Return every line of the data below without changing anything, leaving out the pictures.
# # # #
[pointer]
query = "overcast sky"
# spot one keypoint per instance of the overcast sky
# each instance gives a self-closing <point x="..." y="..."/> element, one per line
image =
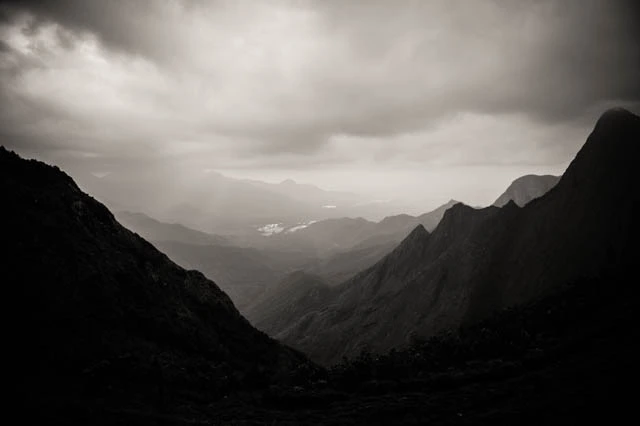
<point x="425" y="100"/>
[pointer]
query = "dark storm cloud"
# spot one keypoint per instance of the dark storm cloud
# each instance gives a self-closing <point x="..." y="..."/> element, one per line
# # # #
Written solution ::
[pointer]
query = "overcast sky"
# spot one keypoint per instance of the overcast sky
# each instance gives a self-closing <point x="..." y="..."/> element, one per line
image =
<point x="425" y="100"/>
[pointer]
query = "dark storm cloud"
# spot one keypoint per instance of the dark storm cloud
# each instance gives a self-closing <point x="..." y="..."/> element, one per line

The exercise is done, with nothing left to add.